Work instruction
From the listing below, copy every line with the word "branch".
══════════
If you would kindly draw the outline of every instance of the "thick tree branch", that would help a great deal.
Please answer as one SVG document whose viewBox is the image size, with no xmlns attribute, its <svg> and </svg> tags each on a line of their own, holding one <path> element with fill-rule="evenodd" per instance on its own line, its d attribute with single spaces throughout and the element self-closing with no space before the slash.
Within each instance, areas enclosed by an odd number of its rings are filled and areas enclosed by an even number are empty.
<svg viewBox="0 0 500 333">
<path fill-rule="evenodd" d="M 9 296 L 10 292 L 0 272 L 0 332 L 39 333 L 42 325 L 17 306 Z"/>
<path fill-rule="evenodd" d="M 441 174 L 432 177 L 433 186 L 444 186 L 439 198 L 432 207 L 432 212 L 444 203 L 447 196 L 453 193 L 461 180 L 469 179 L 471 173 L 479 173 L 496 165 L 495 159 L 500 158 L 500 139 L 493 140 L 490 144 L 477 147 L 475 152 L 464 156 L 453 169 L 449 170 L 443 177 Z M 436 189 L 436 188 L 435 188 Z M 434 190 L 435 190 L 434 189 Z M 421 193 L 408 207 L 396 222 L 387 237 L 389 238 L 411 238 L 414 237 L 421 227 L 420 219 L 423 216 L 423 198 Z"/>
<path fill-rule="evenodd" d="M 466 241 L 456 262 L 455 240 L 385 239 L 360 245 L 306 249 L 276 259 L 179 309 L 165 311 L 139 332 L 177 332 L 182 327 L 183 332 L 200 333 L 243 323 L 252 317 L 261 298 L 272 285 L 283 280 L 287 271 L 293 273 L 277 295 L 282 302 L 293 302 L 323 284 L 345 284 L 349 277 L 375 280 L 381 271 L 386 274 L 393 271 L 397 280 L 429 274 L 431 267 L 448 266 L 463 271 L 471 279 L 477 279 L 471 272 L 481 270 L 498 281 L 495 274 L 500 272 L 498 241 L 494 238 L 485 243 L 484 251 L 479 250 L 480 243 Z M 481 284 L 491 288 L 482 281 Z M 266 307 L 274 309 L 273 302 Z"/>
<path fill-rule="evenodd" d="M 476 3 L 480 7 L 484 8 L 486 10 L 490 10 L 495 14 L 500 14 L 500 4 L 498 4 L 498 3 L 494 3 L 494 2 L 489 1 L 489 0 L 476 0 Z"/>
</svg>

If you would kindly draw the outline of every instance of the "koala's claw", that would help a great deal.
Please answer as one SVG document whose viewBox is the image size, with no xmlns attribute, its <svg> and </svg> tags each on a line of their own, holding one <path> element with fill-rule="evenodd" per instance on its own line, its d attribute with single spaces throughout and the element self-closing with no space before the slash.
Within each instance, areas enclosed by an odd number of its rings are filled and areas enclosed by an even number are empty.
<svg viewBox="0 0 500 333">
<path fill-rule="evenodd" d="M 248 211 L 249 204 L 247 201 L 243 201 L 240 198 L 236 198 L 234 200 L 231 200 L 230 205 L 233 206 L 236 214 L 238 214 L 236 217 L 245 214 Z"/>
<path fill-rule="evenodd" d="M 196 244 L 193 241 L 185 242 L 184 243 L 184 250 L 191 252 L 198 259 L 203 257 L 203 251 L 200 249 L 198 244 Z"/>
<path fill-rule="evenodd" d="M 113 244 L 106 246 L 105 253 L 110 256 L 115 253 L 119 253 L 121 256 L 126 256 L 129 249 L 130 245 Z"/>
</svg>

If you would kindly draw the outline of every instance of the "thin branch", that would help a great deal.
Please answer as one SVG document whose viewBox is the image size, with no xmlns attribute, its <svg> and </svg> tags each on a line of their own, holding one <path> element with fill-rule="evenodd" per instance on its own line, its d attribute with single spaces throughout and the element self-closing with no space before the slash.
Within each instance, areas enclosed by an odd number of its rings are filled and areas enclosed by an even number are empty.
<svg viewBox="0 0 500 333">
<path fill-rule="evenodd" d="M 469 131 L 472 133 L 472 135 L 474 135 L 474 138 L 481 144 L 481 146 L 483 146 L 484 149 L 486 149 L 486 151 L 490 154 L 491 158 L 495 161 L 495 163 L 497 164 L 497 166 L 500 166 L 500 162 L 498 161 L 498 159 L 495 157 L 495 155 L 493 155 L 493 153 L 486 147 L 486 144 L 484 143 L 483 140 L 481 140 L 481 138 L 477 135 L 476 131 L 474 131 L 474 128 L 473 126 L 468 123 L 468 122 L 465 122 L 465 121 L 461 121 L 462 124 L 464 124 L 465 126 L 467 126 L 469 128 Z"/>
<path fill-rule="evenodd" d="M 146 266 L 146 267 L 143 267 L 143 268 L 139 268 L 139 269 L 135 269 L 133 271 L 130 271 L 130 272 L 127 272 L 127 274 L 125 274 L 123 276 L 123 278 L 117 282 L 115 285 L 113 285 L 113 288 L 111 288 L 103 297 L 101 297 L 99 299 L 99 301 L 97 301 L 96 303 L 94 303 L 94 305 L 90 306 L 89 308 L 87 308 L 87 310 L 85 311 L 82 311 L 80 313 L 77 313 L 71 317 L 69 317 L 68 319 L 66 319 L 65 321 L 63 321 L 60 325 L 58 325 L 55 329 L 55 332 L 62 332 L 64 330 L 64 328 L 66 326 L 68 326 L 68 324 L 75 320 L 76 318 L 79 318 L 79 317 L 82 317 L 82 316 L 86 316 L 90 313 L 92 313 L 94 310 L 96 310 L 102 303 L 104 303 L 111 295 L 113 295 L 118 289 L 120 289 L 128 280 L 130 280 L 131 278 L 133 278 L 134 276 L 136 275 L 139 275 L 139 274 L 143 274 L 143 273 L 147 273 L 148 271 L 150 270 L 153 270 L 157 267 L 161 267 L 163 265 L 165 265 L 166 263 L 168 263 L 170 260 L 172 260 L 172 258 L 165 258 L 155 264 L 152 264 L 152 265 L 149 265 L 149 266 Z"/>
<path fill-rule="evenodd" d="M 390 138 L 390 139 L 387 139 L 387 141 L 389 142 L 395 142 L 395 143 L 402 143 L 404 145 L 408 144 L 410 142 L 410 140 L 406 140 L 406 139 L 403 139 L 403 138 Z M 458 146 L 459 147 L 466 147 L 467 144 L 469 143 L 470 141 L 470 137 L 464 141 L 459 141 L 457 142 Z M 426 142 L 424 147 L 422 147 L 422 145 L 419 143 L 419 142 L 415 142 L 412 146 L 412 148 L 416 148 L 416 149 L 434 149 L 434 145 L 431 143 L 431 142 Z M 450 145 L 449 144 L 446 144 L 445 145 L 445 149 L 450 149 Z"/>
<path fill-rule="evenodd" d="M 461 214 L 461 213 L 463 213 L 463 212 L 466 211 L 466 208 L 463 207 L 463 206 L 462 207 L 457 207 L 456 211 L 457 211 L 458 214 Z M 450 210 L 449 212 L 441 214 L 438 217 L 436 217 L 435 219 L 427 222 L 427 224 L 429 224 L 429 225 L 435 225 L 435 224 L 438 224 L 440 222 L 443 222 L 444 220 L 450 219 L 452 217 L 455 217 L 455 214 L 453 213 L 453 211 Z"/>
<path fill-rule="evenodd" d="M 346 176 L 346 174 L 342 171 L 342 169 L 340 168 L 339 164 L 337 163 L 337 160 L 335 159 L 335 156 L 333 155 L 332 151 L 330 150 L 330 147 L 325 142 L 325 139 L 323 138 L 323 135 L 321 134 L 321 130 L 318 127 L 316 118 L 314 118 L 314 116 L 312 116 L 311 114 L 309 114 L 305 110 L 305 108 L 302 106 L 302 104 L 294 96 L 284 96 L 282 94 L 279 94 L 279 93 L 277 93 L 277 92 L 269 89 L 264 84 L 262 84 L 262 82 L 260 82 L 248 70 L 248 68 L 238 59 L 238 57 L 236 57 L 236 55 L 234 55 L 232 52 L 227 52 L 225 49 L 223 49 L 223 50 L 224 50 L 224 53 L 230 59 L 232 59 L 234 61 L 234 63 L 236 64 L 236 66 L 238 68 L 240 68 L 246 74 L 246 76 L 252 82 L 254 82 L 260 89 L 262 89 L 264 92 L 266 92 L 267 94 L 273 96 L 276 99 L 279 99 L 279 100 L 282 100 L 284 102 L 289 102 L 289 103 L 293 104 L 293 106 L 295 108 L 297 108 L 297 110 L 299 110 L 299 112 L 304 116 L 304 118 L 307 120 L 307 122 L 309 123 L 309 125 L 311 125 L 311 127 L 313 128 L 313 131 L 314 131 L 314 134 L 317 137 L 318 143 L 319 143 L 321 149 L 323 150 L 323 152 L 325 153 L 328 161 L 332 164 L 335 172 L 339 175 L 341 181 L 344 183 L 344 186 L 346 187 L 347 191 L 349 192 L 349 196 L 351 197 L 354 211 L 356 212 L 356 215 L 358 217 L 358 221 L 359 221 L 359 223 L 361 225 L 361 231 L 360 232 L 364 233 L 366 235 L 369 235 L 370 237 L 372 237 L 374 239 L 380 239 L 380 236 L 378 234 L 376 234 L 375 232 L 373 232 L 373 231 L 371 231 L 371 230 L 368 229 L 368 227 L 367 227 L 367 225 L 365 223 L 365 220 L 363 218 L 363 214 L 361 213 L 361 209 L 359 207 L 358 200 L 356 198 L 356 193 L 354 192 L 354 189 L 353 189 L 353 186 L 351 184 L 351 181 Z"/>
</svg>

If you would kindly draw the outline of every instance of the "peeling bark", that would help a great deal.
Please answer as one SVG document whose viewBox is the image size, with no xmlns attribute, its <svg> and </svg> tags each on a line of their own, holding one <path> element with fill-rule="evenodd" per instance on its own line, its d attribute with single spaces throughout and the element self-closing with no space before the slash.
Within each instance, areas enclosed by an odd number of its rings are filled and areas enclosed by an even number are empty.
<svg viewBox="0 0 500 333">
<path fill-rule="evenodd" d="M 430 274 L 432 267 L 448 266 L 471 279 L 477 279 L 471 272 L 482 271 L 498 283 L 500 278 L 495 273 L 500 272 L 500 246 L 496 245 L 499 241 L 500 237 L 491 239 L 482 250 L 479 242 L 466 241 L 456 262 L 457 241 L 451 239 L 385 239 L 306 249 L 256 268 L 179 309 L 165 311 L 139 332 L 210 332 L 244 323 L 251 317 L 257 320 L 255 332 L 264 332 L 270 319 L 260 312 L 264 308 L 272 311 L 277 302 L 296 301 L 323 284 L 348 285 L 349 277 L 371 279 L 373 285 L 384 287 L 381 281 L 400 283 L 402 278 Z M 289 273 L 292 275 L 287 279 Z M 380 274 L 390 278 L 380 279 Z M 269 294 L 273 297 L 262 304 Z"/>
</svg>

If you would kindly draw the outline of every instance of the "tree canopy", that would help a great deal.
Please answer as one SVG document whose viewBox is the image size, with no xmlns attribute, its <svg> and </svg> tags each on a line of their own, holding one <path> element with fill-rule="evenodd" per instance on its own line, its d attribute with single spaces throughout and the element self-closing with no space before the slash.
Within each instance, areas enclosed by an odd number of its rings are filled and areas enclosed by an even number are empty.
══════════
Result of the task
If you would kindly draw the outline of every instance of the "thick tree branch", that would help a great deal.
If you would kindly draw the outline of every instance of the "thin branch", that would help a great deal.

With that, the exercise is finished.